## QUOTED TEXT
┏━━

It is hard to imagine why anyone would have moved from the UK's international aid leviathan to such an obscure body. Admittedly, Opportunity International is only one branch of a charity with offices in the US, Australia, Canada and Germany, but its development model is very different from that of Fox's previous employer.
Oxfam provides traditional overseas hand-outs and development aid on a titanic scale; Opportunity International arranges loans to help countries work themselves out of poverty through entrepreneurship.
Fox's move was motivated by more than becoming a chief executive. "The organisation is tiny," he says. "I looked at what it does and how it does it, and at the potential for it to grow - not just by 50 per cent, but 10-fold. I like the idea of taking something that I believe in and taking it from a £1m or £2m turnover to £10m or £15m."
As a marketing expert, Fox felt that he had little left to achieve at Oxfam. "My team took the charity from an income of £76m to one of £111m, an increase of more than 60 per cent in three years," he explains. "I took us from being the third biggest charity to the second biggest."
Under Fox, Oxfam won the Direct Marketing Association's gold award for its Oxfam Unwrapped campaign in 2006. "I felt there wasn't any further to go from there," he says.
His job change was also spurred by an altogether more private motivation.
"I'm never 100 per cent sure about these things, but I think that God wanted it," he says. "You can never say it in a way that sounds remotely normal, but this job was an opportunity for me to follow what felt like a calling."

┗━━

## EXCERPTED DATA
┏━━

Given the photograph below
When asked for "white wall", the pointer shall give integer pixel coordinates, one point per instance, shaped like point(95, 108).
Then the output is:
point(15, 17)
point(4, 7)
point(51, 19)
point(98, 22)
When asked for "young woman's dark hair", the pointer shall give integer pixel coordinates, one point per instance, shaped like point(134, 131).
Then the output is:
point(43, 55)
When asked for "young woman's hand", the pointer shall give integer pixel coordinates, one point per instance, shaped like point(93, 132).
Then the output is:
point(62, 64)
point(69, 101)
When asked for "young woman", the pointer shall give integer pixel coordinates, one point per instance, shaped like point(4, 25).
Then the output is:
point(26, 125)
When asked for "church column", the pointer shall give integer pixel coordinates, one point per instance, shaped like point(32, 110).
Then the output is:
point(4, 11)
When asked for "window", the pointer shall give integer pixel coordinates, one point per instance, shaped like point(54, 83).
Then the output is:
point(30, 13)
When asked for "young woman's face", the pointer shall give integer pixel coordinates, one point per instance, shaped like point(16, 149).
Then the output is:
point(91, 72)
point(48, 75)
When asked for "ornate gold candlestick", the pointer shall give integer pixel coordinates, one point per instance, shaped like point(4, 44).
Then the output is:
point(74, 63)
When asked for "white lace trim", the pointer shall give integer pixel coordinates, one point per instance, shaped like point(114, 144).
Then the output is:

┗━━

## INSTRUCTION 1
Set down the passage on Fox's move to Opportunity International word for word, beginning at the words that contain "It is hard to" and stopping after "Fox's previous employer.".
## INSTRUCTION 2
Take the article on Fox's move from Oxfam to Opportunity International further, starting right after its last sentence.
The records are not needed for anything here.

## WRITTEN REPLY 1
It is hard to imagine why anyone would have moved from the UK's international aid leviathan to such an obscure body. Admittedly, Opportunity International is only one branch of a charity with offices in the US, Australia, Canada and Germany, but its development model is very different from that of Fox's previous employer.

## WRITTEN REPLY 2
Opportunity International has religious affiliations itself: it professes to be a response to Christ's call to serve the poor. Working in 28 countries in Africa, Asia, South America and Europe, it helps the impoverished with business loans, bank accounts, savings schemes and insurance.
When asked if the move presents him with a chance to embrace a more modern development model, Fox refuses to criticise Oxfam's style. "You won't get a thing out of me that says anything bad about the way that Oxfam operates," he says. "I'm very proud to have worked there."
But he does make concessions to the change of method. "We believe in a hand-up, not a hand-out," he says. "This is about poverty eradication rather than wealth creation, taking things up from the grass-roots, family by family. There's a big connection between what you do and how people benefit. We work to preserve people's dignity - they don't want to be dependent."
The charity refers to the people it helps as clients, rather than beneficiaries.
"There is a business transaction going on here, human being to human being," Fox explains. "There's a problem in the aid community of people being labelled as victims."
Fox is enthusiastic about making the charity into a bigger, better-known organisation and capturing new sources of income. "Our biggest growth will come from individual major donors," he says. "There might be people who are cynical about traditional charities, or people who have never engaged with charity before because they don't think it works."
Only a month into the job, Fox has already set high standards for himself and his team. "If we don't succeed, it will be because we haven't made the proposition clear enough in the right people's minds," he says.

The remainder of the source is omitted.